## Begin

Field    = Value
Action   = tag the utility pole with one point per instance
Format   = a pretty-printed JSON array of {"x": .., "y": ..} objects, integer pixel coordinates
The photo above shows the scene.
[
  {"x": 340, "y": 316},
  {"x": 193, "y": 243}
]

## End

• **Prompt**
Rewrite these lines with "utility pole" changed to "lamppost" and everything else left as it is.

• **Answer to this problem**
Field    = Value
Action   = tag the lamppost with one point per instance
Format   = a pretty-printed JSON array of {"x": .., "y": ..} objects, integer pixel coordinates
The photo above shows the scene.
[
  {"x": 340, "y": 316},
  {"x": 193, "y": 243}
]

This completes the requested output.